YOUR GOAL. Scale every item below by reproducing all of its lines, requests included. Multiply each bounding box coordinate in the answers by 1.45 and round to the nearest whole number, with halves rounded up. Leave the numbers in the requests and their format samples unchanged.

☆ ☆ ☆ ☆ ☆

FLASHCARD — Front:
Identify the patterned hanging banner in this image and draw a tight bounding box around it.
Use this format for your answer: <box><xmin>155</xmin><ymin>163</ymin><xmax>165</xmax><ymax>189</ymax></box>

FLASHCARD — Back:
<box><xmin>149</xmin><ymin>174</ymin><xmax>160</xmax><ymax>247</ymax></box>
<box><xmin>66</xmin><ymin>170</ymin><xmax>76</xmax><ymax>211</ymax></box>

☆ ☆ ☆ ☆ ☆

EXERCISE SOLUTION.
FLASHCARD — Front:
Identify the patterned hanging banner in this image and draw a tight bounding box around it.
Use this format for your answer: <box><xmin>155</xmin><ymin>163</ymin><xmax>165</xmax><ymax>189</ymax></box>

FLASHCARD — Back:
<box><xmin>216</xmin><ymin>252</ymin><xmax>232</xmax><ymax>358</ymax></box>
<box><xmin>96</xmin><ymin>247</ymin><xmax>110</xmax><ymax>306</ymax></box>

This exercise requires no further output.